• **TASK SET**
[1] How would you render the sentence "Enrolled at Cheyenne River, Crosswhite was raised in Rapid City, and is currently a Lakota language and culture instructor at Canyon Lake Elementary." from the profile of Sequoia Crosswhite in Spanish?
[2] Answer these from the profile of Sequoia Crosswhite:
(a) According to the opening paragraph, in what circumstances do marginalized people often begin life?
(b) In what city was Crosswhite raised?
(c) As a player of what instrument is he said to have few rivals?
[3] What qualities does the profile of Sequoia Crosswhite name as the means by which a person overcomes the roadblocks it describes?

• **SOURCE**

★ ★ ★ ★

Sequoia Crosswhite and the power of kindness
RAPID CITY – Some people are born into a dissonant reality, where all the critically important aspects and distinctions of identity run counter to the accepted norm. These people are often marginalized, often begin life in poverty, in a dysfunctional family, and when they don’t look or act like they are supposed to, gatekeepers abound from all directions, to force them to comply.
Any person who overcomes all these roadblocks does so through dint of intelligence, character, skill and passion. They turn all the lemons into lemonade, all the disadvantages into a foundation of life experience that authenticates their actions and perspective. Sequoia Crosswhite epitomizes that person.
Enrolled at Cheyenne River, Crosswhite was raised in Rapid City, and is currently a Lakota language and culture instructor at Canyon Lake Elementary. In addition to being a natural born educator and mentor, he is an accomplished musician, on several instruments, but as a traditional flute player, he has few rivals.

★ ★ ★ ★

Source data:
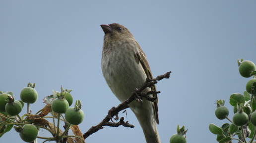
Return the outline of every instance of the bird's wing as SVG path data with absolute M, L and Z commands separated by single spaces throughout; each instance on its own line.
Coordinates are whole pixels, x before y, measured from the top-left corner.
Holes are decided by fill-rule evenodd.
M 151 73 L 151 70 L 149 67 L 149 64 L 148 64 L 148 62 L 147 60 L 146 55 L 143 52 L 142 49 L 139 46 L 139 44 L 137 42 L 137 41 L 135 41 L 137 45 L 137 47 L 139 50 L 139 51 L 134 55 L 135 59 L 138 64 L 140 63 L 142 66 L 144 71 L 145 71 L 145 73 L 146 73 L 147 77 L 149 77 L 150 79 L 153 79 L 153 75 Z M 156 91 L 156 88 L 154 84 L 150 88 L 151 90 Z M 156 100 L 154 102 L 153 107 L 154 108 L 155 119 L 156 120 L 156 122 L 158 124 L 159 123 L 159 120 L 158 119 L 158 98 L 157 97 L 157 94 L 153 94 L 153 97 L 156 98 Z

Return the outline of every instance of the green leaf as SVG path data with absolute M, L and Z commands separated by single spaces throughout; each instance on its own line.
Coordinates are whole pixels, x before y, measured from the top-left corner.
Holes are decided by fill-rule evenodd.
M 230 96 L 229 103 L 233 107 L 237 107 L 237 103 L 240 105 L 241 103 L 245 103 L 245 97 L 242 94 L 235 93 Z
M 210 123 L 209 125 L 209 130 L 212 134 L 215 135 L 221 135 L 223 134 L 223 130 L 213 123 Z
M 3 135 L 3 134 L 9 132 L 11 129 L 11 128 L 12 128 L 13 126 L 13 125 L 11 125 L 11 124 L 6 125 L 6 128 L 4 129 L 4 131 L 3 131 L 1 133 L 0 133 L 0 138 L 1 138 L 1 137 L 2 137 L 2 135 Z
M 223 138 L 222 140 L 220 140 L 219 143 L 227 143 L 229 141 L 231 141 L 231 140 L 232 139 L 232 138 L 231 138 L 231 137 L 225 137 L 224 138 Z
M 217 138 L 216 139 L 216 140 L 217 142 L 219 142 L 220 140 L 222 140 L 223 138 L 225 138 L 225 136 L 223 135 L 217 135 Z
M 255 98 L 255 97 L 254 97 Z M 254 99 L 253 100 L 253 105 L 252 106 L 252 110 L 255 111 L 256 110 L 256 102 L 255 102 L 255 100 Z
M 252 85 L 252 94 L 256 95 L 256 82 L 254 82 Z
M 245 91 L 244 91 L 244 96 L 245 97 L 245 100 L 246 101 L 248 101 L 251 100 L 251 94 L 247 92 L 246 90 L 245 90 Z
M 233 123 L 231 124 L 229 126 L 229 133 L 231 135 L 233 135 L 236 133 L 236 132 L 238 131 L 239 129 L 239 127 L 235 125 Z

★ ★ ★ ★

• **ANSWERS FOR THIS EXERCISE**
[1] Inscrito en Cheyenne River, Crosswhite se crió en Rapid City y actualmente es instructor de lengua y cultura lakota en Canyon Lake Elementary.

[2]
(a) In poverty and in a dysfunctional family.
(b) Rapid City.
(c) The traditional flute.

[3] Intelligence, character, skill, passion